►

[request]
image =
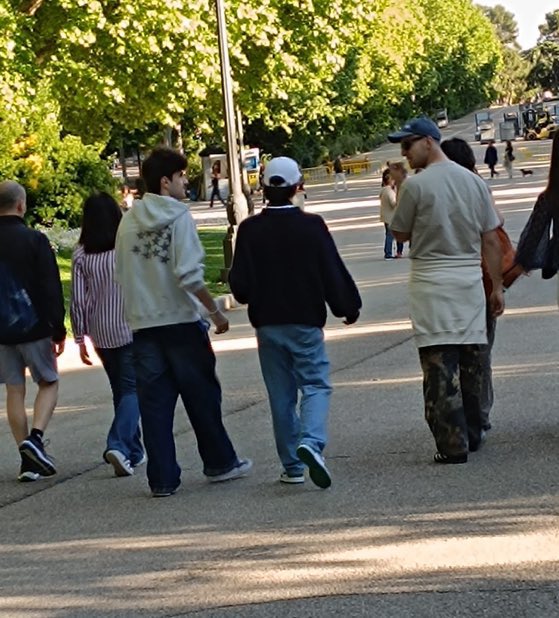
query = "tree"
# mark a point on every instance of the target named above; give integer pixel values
(544, 57)
(511, 82)
(504, 23)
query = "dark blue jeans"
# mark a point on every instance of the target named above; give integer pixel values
(124, 434)
(178, 360)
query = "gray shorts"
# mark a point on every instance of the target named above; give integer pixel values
(37, 356)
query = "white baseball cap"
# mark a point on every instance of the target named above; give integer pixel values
(282, 172)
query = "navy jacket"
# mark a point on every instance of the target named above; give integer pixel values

◄

- **REQUIRED WORK**
Reproduce all the rows above, replacing "integer pixel values" with "whole-number pixel coordinates" wherever it occurs and leaving everything else unchanged. Omit the pictures from your answer.

- **REPLY TO THE TASK**
[request]
image =
query = "tree"
# mark a point on every instance of the target named above; give whole-number pixel coordinates
(544, 57)
(511, 82)
(504, 23)
query = "dark blue jeans"
# mark a point on every instance of the target named above; give whole-number pixel coordinates
(124, 434)
(178, 360)
query = "gray shorts"
# mark a point on every instance of the target named above; give whole-number pixel coordinates
(37, 356)
query = "white baseball cap"
# mark a point on every instance of the target named above; give whole-number pixel coordinates
(282, 172)
query = "navy jacket"
# mark a point on every instance of the target named above; give whole-number pixel coordinates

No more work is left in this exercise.